*** Begin section ***

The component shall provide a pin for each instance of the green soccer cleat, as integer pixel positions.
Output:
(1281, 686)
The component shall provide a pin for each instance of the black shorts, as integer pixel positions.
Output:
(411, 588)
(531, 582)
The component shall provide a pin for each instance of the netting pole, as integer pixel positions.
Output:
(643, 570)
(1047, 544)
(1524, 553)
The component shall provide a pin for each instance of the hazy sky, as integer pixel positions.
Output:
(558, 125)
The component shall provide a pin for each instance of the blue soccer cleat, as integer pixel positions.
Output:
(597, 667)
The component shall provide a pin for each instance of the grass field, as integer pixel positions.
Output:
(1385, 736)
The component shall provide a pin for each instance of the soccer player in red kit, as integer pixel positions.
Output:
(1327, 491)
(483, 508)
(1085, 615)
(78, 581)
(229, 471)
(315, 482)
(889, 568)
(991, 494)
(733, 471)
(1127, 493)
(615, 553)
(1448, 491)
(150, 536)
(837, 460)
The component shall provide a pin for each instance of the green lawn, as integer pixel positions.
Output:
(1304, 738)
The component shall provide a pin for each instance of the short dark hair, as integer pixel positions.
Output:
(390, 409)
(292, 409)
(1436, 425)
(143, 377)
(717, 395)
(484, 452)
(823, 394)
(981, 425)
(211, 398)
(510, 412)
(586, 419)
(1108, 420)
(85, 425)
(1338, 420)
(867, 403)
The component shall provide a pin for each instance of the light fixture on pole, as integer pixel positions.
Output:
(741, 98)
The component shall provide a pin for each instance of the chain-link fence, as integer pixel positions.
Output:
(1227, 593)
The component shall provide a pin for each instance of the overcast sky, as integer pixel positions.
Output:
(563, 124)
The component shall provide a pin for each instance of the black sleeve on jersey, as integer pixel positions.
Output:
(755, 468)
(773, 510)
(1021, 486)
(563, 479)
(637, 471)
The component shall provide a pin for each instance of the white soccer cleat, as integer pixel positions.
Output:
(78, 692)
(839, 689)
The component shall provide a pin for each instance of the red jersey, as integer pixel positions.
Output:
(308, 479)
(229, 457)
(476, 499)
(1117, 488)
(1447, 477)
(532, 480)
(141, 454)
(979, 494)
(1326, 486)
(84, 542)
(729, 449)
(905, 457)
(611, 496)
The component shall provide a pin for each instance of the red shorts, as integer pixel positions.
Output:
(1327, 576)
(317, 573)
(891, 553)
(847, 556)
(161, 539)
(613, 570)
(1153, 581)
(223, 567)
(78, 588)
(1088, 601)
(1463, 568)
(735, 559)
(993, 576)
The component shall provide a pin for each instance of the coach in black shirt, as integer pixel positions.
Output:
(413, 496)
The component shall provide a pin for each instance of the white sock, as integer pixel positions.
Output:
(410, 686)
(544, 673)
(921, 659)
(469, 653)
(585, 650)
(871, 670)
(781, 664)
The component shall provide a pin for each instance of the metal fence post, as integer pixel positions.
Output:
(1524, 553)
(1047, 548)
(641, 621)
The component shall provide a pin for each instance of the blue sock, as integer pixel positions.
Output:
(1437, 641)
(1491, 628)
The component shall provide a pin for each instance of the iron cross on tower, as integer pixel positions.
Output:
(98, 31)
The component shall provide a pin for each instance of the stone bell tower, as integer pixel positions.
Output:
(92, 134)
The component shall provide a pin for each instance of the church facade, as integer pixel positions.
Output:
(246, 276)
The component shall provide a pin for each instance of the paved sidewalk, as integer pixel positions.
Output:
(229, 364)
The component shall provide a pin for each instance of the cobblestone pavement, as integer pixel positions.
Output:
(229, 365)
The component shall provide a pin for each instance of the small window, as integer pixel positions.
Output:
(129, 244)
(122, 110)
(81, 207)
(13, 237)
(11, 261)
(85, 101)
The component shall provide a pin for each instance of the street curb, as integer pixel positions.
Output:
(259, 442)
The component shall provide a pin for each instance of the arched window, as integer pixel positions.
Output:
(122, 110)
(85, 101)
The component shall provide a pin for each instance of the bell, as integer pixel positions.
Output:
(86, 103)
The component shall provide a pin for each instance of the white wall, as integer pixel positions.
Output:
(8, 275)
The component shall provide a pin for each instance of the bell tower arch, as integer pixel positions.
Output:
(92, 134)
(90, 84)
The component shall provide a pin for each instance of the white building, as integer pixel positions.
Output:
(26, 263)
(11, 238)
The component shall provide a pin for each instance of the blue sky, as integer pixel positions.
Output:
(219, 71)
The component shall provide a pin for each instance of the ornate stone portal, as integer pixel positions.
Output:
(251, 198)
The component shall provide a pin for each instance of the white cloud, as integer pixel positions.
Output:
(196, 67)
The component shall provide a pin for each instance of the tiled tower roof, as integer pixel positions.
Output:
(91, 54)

*** End section ***

Once you have read the records, repeat them all exactly.

■ **Exercise response**:
The component shall provide a pin for each instance of the green soccer cleat, as integer pixel positions.
Output:
(1281, 686)
The component shall provide a pin for each instance of the black shorts, as integer pixel positions.
Output:
(411, 588)
(531, 582)
The component shall provide a pin for each instance of the netting pole, as integer pixel positions.
Output:
(643, 570)
(1047, 544)
(1524, 553)
The component shall provide a pin for each instance of the hazy sky, as integer pixel positions.
Output:
(558, 125)
The component shall provide a pin for each instance of the blue soccer cleat, as integer pixel positions.
Output:
(597, 667)
The component shall provide a pin for each instance of the grass field, as integer pixel positions.
Output:
(1385, 736)
The component shall provide a pin for each instance of the soccer player in red kit, as integer pixel positions.
Output:
(1327, 491)
(483, 508)
(1085, 615)
(78, 581)
(229, 471)
(315, 482)
(889, 568)
(991, 494)
(733, 471)
(1127, 493)
(615, 553)
(1448, 491)
(150, 536)
(837, 460)
The component shall provide a pin for each instance of the green lawn, as integer pixel positions.
Output:
(1304, 738)
The component shall provide a pin for each instance of the short dark hair, as integer pixel positions.
Output:
(390, 409)
(292, 409)
(1436, 425)
(143, 377)
(717, 395)
(484, 452)
(823, 394)
(981, 425)
(211, 398)
(510, 412)
(586, 419)
(1108, 420)
(85, 425)
(1338, 420)
(867, 403)
The component shall provide a pin for each instance of the light fixture on pole, as integer pixel positions.
Output:
(741, 98)
The component shall provide a pin for each instance of the chain-link fence, as integer pixel positions.
Output:
(1227, 593)
The component shall provide a pin for each instance of the overcast sky, as integer pixel positions.
Output:
(563, 124)
The component shall provide a pin for each instance of the black sleeve on jersey, as integer pixel positions.
Output:
(755, 468)
(773, 510)
(1021, 486)
(563, 479)
(637, 471)
The component shall provide a pin for each instance of the white soccer cleat, as integer pixel positions.
Output:
(78, 692)
(839, 689)
The component shall provide a pin for each instance of the red jersey, as integer pixel positions.
Output:
(308, 479)
(229, 457)
(476, 499)
(1117, 488)
(1447, 477)
(532, 480)
(141, 454)
(979, 494)
(1326, 486)
(84, 542)
(729, 449)
(905, 457)
(611, 496)
The component shall provide a pin for each instance of the red shorts, as integer pixel positions.
Output:
(1327, 576)
(317, 573)
(891, 553)
(847, 556)
(161, 539)
(613, 570)
(1153, 581)
(223, 567)
(78, 588)
(1088, 601)
(1463, 568)
(735, 559)
(993, 576)
The component shall provide a pin for each instance of the coach in black shirt, as integer pixel positions.
Output:
(413, 496)
The component shall provide a pin for each instance of the white sock, as integer pixel positions.
Output:
(410, 686)
(544, 673)
(921, 659)
(469, 653)
(585, 650)
(871, 670)
(781, 664)
The component shall provide a pin for each instance of the metal fence post, as integer pixel positions.
Output:
(1524, 553)
(1047, 548)
(641, 621)
The component shall provide a pin for each instance of the blue sock, as integer pixel positions.
Output:
(1437, 641)
(1491, 628)
The component shall provide a pin for each instance of the iron cross on tower, as integer pixel positions.
Output:
(98, 31)
The component shall provide a pin for each instance of the stone bell tower, as integer pixel positions.
Output:
(92, 134)
The component shall provide a pin for each instance of the church facade, as integer pixel positions.
Output:
(246, 276)
The component shall provide a pin for each instance of the paved sidewalk, as integer pixel positions.
Output:
(229, 364)
The component shall provide a pin for each instance of the cobblestone pavement, as integer pixel positions.
Output:
(229, 365)
The component shall provide a pin for each instance of the small window, as integer pixel positions.
Output:
(129, 244)
(122, 110)
(81, 207)
(13, 237)
(11, 261)
(85, 101)
The component shall provide a pin for each instance of the street curb, as integer pixel positions.
Output:
(259, 442)
The component shall provide a pin for each instance of the arched window, as integer pixel positions.
Output:
(122, 110)
(85, 101)
The component shall provide a pin for each instance of the bell, as integer pixel positions.
Output:
(86, 103)
The component shall provide a pin for each instance of the white wall, as integer pixel positions.
Output:
(8, 275)
The component shall provide a pin for each instance of the bell tower arch, as integer pixel positions.
Output:
(92, 134)
(90, 84)
The component shall provide a pin for each instance of the white building, as integer pixel positions.
Output:
(26, 263)
(11, 238)
The component shall provide a pin for each instance of the blue sky, as integer pixel positions.
Output:
(219, 71)
The component shall provide a pin for each instance of the ornate stone portal, as integer pixel positions.
Output:
(251, 198)
The component shall provide a pin for each instance of the white cloud, as integer pixel positions.
Output:
(196, 67)
The component shall provide a pin for each instance of the tiled tower roof, as integer pixel positions.
Output:
(91, 54)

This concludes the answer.